▸ **Exercise requirements**
Look for "shown" in every line of the listing. Copy the lines that have it.

▸ **Entries provided**
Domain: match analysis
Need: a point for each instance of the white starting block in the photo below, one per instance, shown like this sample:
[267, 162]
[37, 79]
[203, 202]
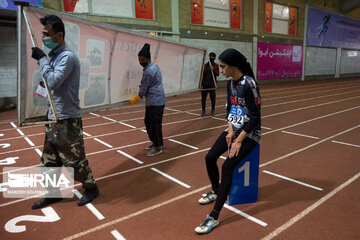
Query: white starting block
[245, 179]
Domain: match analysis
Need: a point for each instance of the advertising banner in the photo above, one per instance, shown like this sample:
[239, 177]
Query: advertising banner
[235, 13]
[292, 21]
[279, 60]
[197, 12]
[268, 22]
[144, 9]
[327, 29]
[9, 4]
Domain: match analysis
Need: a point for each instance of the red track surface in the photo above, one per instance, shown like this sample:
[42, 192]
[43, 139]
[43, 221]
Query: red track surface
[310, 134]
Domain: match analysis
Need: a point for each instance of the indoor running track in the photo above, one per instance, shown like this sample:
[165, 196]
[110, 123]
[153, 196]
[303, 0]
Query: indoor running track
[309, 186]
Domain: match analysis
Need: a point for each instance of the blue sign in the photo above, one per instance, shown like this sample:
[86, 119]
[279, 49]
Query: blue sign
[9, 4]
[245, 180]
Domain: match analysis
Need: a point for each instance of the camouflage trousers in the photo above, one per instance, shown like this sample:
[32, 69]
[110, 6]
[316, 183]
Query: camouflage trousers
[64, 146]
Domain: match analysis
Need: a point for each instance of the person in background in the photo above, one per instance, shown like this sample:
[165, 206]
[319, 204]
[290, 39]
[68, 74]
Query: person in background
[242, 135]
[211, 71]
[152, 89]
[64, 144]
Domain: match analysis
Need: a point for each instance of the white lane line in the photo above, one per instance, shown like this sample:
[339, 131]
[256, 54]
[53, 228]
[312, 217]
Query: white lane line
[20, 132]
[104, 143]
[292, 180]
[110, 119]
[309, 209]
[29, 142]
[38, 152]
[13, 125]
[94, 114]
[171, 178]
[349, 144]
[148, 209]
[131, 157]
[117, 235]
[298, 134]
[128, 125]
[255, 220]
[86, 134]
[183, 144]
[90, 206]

...

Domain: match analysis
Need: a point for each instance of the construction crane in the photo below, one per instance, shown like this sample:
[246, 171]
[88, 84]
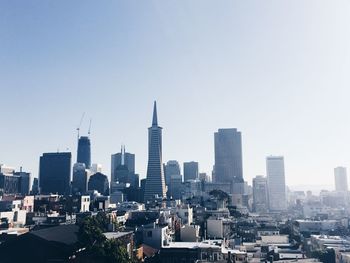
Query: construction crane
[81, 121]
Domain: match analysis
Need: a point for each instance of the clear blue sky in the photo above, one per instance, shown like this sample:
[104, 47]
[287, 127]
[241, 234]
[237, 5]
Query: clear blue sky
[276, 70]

▸ **Answer space**
Need: a point for each instance of the white starting block in the photo below, one per instance, shown like this sample:
Need: a point for each instance of the advertising banner in the photo above, one per instance, shown like this sample:
Need: a point for each instance of the red track surface in the photo above, one per instance, shown like this sample:
Need: a point for each instance of the indoor running track in the photo above, one per instance, shown like this sample:
Need: a point for each instance of the blue sign in the photo above, one per instance, shown like this sample:
Need: a point for each instance of the camouflage trousers in the photo above, one per instance, shown like this sample:
Need: a point for each instance of the person in background in the photo above, one per instance, shown like this sample:
Need: a point for each instance of the white lane line in the photo above, one per instance, shown like this sample:
Need: a point for each instance of the construction crane in the photo below, one per instance, shown like this sample:
Need: a point for each instance of the clear blue sky in the photo above, one per instance, shown like this sample:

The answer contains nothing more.